— Assignment —
All lines from the one with "box: [91, 1, 181, 182]" through the final line of the records below must be written out exactly, with no other text.

(Data extract)

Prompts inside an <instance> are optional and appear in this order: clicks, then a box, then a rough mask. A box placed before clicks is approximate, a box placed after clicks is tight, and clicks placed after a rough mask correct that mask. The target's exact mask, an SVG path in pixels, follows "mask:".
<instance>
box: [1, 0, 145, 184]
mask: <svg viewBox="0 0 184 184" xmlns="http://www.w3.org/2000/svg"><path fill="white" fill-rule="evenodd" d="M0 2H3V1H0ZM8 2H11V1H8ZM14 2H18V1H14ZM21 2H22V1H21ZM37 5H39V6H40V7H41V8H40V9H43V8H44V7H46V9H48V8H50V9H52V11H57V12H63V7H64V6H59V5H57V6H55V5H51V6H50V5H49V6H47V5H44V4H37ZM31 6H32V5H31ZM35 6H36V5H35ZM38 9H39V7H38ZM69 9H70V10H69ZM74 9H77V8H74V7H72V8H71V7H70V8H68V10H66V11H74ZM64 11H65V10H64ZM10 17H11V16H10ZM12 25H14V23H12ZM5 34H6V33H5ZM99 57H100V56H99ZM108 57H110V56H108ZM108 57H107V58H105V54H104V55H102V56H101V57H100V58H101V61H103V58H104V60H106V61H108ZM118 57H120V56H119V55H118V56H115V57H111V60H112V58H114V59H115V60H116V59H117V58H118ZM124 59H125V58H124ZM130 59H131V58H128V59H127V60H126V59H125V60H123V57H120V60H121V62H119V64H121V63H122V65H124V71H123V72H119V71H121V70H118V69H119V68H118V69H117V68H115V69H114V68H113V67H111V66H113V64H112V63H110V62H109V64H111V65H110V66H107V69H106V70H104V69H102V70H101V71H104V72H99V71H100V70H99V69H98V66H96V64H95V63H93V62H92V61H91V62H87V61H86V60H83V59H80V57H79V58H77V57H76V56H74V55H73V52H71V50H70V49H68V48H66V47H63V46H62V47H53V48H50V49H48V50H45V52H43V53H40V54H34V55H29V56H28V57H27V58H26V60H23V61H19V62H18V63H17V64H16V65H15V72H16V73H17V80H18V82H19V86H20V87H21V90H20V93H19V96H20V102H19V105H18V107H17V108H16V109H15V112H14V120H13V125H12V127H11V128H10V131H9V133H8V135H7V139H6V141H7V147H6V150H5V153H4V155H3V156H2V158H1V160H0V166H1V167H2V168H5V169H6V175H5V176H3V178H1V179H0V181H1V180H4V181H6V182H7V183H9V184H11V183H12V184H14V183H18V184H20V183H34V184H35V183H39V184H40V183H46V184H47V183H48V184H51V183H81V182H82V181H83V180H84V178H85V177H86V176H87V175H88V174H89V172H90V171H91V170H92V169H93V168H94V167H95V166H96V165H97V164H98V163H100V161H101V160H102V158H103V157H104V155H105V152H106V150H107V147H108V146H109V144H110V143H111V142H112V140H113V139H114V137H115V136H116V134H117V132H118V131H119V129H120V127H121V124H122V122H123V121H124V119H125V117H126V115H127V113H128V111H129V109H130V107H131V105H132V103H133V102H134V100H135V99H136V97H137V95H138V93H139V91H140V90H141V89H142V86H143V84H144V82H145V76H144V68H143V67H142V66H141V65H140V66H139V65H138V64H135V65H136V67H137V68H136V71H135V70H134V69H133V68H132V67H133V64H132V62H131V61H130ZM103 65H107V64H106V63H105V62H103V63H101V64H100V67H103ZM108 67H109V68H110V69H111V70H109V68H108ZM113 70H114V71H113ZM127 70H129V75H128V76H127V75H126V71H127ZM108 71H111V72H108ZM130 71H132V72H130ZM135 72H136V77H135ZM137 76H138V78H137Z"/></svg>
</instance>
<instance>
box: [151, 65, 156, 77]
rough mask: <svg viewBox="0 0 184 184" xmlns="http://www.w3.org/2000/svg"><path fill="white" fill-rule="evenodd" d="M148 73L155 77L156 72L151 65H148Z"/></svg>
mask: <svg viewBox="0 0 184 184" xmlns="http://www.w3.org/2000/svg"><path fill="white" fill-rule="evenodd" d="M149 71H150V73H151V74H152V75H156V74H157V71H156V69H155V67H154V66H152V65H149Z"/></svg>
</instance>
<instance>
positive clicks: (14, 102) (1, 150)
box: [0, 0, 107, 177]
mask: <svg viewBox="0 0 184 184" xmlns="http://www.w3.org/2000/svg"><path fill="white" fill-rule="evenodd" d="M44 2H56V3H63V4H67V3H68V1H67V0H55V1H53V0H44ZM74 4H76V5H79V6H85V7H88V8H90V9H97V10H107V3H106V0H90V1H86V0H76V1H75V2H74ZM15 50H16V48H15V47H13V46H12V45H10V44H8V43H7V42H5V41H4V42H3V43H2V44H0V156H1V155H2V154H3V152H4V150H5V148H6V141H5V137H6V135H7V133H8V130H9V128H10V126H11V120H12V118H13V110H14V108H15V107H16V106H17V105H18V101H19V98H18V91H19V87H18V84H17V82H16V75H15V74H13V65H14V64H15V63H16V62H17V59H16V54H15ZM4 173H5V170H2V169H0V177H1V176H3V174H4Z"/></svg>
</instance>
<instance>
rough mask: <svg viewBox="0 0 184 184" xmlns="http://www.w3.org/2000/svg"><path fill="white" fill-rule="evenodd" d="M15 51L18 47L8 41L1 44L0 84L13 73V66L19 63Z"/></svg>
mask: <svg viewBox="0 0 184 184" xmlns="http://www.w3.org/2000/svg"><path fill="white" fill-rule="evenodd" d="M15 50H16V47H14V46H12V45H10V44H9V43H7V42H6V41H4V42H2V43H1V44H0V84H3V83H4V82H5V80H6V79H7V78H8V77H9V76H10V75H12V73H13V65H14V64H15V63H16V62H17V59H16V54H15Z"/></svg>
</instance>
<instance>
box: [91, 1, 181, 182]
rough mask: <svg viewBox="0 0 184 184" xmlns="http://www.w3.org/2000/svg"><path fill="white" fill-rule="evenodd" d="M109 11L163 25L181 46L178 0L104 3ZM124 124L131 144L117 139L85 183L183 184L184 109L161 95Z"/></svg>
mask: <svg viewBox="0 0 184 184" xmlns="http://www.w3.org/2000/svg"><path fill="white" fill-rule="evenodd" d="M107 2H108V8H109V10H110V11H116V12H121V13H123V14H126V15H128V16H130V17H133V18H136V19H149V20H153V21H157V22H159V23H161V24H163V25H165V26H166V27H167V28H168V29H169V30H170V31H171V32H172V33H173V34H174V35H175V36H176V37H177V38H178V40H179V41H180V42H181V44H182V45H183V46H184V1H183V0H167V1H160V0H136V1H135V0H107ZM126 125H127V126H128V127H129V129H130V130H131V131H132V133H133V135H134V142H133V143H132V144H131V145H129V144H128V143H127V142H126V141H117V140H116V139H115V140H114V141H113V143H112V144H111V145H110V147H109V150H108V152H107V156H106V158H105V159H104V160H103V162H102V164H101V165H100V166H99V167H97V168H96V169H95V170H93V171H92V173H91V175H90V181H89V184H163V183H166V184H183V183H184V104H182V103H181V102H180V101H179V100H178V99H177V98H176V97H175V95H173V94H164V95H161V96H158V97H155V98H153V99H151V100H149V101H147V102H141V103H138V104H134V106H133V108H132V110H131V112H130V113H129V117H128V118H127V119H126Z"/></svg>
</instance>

(End Data extract)

— Answer box —
box: [91, 1, 181, 182]
rough mask: <svg viewBox="0 0 184 184" xmlns="http://www.w3.org/2000/svg"><path fill="white" fill-rule="evenodd" d="M109 11L163 25L181 46L178 0L104 3ZM124 124L131 144L117 139L85 183L183 184L184 109L161 95Z"/></svg>
mask: <svg viewBox="0 0 184 184" xmlns="http://www.w3.org/2000/svg"><path fill="white" fill-rule="evenodd" d="M107 2H108V8H109V10H110V11H116V12H121V13H123V14H126V15H128V16H130V17H133V18H136V19H149V20H153V21H157V22H159V23H161V24H163V25H165V26H166V27H167V28H168V29H169V30H170V31H171V32H172V33H173V34H174V35H175V36H176V37H177V38H178V40H179V41H180V42H181V44H182V45H183V46H184V1H183V0H167V1H160V0H136V1H135V0H107ZM126 125H127V126H128V127H129V129H130V130H131V131H132V133H133V135H134V142H133V143H132V144H131V145H129V144H128V143H127V142H126V141H117V140H116V139H115V140H114V141H113V143H112V144H111V145H110V147H109V150H108V152H107V156H106V158H105V159H104V160H103V162H102V164H101V165H100V166H99V167H97V168H96V169H95V170H93V171H92V173H91V175H90V181H89V184H163V183H166V184H183V183H184V104H182V103H181V102H180V101H179V100H178V99H177V98H176V97H175V95H173V94H164V95H161V96H158V97H155V98H153V99H151V100H149V101H147V102H141V103H138V104H134V106H133V108H132V110H131V112H130V113H129V117H128V118H127V119H126Z"/></svg>
</instance>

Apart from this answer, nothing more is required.